WRITTEN TASK:
Count the lines in the items that contain the string "flower", taking case into account, and give only the number.

Dataset records
(begin)

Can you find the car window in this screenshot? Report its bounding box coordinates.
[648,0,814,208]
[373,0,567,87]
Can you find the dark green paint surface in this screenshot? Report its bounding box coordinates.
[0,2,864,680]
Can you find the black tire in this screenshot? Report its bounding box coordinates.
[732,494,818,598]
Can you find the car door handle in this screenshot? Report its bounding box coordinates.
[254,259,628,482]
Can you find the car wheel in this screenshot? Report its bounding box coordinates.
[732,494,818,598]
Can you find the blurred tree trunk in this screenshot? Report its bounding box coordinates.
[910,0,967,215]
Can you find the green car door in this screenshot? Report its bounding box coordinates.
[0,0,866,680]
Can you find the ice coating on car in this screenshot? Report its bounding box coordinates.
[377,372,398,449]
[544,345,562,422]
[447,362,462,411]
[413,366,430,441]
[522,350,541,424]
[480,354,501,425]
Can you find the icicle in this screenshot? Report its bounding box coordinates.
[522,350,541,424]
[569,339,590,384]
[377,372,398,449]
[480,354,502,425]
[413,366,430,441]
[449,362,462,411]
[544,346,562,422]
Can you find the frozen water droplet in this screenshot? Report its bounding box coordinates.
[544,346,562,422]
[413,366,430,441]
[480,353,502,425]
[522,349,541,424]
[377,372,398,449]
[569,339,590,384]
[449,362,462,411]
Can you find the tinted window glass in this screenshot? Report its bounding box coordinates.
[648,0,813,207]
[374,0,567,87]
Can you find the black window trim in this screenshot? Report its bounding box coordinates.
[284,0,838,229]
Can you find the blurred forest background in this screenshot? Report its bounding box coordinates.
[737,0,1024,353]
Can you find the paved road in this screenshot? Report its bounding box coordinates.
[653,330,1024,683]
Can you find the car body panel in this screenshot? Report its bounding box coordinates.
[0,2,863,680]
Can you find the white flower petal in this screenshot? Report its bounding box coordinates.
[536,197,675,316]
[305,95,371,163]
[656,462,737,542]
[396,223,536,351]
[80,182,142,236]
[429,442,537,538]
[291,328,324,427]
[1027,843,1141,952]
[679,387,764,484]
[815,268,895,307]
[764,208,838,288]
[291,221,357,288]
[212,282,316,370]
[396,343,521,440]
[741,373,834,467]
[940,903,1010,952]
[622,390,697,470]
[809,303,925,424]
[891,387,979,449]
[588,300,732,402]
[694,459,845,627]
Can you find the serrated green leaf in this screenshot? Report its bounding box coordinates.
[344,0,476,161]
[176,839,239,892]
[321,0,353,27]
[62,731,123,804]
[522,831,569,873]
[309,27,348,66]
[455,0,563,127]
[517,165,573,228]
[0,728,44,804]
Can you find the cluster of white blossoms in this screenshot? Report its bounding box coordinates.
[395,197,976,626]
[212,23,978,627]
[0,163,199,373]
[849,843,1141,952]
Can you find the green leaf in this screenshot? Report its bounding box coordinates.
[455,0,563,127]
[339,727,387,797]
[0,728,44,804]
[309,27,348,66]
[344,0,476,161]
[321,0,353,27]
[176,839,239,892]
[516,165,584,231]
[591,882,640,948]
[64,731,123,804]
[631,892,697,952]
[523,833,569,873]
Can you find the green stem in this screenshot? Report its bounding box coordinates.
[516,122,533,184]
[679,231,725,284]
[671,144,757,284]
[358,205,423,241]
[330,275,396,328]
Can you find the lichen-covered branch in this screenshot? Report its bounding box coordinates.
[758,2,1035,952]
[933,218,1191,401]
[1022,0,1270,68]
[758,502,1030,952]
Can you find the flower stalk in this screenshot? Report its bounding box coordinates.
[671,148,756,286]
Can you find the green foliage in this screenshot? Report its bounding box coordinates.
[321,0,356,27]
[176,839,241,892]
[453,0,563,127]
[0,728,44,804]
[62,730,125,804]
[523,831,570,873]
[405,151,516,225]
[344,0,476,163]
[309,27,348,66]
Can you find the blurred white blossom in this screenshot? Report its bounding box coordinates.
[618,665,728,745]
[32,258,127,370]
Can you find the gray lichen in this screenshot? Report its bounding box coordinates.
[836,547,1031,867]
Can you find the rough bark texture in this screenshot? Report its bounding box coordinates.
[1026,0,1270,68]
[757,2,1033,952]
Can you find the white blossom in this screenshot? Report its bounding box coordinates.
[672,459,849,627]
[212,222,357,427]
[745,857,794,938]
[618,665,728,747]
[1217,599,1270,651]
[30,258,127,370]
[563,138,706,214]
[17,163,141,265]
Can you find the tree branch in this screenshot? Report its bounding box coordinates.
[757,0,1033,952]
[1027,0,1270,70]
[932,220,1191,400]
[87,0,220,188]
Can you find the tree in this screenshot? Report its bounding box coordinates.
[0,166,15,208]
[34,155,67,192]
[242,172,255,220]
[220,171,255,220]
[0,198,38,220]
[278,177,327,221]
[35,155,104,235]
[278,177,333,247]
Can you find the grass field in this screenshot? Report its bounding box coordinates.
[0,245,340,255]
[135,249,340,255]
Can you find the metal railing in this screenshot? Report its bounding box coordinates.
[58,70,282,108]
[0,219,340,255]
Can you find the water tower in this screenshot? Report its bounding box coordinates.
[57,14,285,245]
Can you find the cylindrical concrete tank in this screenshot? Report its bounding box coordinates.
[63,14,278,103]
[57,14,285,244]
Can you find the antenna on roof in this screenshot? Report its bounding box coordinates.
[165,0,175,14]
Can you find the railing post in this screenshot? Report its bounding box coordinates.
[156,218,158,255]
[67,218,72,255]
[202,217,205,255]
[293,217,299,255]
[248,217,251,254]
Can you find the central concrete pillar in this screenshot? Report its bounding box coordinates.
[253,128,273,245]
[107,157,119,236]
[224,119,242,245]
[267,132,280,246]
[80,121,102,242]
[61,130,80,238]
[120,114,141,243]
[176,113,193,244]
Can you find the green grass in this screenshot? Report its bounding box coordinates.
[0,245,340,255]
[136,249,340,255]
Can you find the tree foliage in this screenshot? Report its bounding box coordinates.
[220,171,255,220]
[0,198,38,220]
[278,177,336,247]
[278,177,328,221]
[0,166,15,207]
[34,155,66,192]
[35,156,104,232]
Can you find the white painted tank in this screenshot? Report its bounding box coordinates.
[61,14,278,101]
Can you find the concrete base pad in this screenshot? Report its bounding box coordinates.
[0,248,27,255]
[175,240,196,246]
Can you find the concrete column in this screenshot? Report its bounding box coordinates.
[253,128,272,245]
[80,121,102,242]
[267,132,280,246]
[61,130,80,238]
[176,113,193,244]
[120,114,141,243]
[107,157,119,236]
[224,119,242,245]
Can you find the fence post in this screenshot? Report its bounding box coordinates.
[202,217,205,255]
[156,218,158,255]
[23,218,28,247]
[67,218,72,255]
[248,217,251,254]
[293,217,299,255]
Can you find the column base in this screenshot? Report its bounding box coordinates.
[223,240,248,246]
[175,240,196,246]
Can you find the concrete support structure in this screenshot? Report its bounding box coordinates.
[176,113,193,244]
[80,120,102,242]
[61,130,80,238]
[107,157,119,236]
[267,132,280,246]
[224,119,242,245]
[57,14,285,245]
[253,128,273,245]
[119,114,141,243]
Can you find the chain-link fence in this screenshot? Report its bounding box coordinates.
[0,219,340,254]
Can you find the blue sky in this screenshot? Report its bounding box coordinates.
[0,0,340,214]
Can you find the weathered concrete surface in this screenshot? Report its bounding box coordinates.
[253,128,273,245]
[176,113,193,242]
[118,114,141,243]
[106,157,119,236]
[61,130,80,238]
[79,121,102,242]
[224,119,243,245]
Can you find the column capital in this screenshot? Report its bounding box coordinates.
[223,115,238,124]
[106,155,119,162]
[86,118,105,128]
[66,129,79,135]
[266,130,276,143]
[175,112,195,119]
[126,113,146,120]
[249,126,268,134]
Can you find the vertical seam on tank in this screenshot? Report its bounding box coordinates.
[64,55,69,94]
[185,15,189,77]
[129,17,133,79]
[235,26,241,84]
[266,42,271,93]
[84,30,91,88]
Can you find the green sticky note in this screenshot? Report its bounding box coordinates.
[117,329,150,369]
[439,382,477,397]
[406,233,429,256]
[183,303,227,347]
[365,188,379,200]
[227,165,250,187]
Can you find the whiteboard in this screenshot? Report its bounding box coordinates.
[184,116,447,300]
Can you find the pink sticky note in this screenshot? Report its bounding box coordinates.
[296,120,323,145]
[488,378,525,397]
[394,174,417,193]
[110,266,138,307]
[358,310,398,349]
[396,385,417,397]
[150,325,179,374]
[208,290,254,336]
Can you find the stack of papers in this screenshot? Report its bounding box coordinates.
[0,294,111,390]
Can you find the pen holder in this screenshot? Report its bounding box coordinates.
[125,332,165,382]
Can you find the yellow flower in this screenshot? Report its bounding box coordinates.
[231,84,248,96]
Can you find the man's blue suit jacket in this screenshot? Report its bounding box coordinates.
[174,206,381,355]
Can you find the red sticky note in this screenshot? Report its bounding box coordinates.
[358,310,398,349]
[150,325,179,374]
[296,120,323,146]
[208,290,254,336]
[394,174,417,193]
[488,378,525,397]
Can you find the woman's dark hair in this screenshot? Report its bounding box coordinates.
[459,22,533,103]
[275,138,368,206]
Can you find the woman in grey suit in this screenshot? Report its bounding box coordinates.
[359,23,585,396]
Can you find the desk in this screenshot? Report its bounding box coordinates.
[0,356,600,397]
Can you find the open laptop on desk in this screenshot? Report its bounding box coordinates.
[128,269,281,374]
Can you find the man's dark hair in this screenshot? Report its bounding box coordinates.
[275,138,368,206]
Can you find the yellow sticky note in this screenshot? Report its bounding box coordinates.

(end)

FINISHED EXERCISE:
3